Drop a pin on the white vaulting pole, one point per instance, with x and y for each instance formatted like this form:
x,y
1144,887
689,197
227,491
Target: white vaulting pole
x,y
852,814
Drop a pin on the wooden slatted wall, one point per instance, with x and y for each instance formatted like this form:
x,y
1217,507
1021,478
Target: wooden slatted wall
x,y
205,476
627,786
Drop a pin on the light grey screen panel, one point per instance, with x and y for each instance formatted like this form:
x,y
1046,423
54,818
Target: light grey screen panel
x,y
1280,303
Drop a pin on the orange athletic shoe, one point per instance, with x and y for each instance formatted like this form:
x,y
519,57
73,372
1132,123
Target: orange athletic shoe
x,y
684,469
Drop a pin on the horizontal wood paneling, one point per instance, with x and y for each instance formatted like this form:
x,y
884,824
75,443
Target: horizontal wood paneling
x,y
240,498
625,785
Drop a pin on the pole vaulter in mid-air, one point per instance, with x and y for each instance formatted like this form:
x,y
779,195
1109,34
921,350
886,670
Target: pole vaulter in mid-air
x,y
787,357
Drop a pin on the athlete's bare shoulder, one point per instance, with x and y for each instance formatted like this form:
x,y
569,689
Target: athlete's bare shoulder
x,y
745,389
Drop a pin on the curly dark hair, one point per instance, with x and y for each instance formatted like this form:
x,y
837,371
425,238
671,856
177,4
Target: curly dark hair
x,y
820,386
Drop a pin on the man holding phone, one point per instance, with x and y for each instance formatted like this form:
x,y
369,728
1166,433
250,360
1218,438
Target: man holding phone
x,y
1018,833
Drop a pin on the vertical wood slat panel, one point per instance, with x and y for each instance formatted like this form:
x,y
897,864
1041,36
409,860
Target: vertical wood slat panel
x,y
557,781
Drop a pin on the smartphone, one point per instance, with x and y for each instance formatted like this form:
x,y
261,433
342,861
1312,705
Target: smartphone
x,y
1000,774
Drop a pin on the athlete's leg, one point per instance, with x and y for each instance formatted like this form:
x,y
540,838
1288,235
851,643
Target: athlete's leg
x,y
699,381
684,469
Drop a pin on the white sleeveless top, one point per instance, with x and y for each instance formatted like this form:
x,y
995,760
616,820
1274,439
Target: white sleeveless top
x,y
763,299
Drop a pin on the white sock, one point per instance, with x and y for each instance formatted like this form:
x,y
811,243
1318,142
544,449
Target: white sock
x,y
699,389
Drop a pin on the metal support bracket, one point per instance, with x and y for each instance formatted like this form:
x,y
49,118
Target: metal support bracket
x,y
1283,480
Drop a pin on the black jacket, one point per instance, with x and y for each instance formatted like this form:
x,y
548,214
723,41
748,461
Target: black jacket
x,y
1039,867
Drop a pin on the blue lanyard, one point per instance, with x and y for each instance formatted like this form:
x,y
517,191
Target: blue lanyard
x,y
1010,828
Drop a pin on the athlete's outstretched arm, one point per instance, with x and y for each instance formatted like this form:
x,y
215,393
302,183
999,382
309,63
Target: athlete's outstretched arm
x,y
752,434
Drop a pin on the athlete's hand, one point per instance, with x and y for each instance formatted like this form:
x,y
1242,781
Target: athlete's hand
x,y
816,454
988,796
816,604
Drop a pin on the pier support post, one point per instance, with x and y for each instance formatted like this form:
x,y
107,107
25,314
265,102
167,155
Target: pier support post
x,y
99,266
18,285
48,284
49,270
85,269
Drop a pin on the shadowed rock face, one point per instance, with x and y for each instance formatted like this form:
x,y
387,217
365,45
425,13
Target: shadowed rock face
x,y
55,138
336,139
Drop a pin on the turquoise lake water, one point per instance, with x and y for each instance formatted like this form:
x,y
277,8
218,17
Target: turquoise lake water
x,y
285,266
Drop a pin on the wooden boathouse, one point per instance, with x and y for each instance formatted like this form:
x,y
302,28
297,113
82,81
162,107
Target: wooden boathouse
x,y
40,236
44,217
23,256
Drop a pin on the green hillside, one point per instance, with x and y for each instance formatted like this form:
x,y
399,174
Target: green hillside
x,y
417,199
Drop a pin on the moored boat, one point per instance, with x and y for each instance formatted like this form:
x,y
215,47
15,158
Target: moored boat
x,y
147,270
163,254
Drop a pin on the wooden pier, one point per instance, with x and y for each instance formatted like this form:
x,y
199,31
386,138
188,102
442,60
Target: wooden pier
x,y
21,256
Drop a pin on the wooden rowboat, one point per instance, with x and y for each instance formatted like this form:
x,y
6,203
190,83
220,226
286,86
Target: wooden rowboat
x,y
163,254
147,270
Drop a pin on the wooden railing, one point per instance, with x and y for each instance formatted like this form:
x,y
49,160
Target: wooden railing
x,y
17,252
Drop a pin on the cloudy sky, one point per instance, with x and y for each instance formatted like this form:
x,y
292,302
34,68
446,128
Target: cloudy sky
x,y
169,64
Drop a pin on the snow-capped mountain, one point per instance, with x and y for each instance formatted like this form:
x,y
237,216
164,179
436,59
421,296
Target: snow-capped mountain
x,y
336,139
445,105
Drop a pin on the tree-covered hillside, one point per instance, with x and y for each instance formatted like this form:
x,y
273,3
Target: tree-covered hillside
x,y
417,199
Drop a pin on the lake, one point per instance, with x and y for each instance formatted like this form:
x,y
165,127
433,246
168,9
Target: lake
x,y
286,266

..........

■ DIRECTIONS FOR THIS TASK
Locate the line that contains "Drop a pin on the moored", then please quote it and every line after it to the end of the entries above, exactly and with nothing else.

■ REPLY
Drop a pin on the moored boat, one point per instance, with x and y for each instance formatted like this form:
x,y
215,47
15,158
Target: moored boat
x,y
147,270
163,254
Drop a pin on the wooden pier, one point per instance, with x and y for each instance formatted like this form:
x,y
199,31
386,138
188,102
442,60
Target: wooden pier
x,y
21,256
Drop a pin on the wooden rowboat, one point per instance, with x and y for each instance formatted like this form:
x,y
6,203
190,83
220,226
286,86
Target: wooden rowboat
x,y
163,254
147,270
Drop a pin on the wooden railing, one point per instance, with x and y for each instance formatted like this form:
x,y
49,160
Target: wooden railing
x,y
17,252
Drop a pin on the cloudy sky, one point per instance, with x and y for each instance formatted like this form:
x,y
292,302
34,68
446,128
Target: cloudy sky
x,y
169,64
Drop a pin on the snow-capped mountain, one point per instance, with x and y for each instance formatted like this form:
x,y
237,216
164,179
436,59
421,296
Target: snow-capped mountain
x,y
336,139
445,105
Drop a pin on the tree-covered hillside, one point per instance, with x and y for each instance formatted like this form:
x,y
273,3
Target: tree-covered hillside
x,y
417,199
Drop a pin on the lake, one point per instance, with x and y for each instance formatted like this form:
x,y
165,127
433,246
168,9
Target: lake
x,y
286,266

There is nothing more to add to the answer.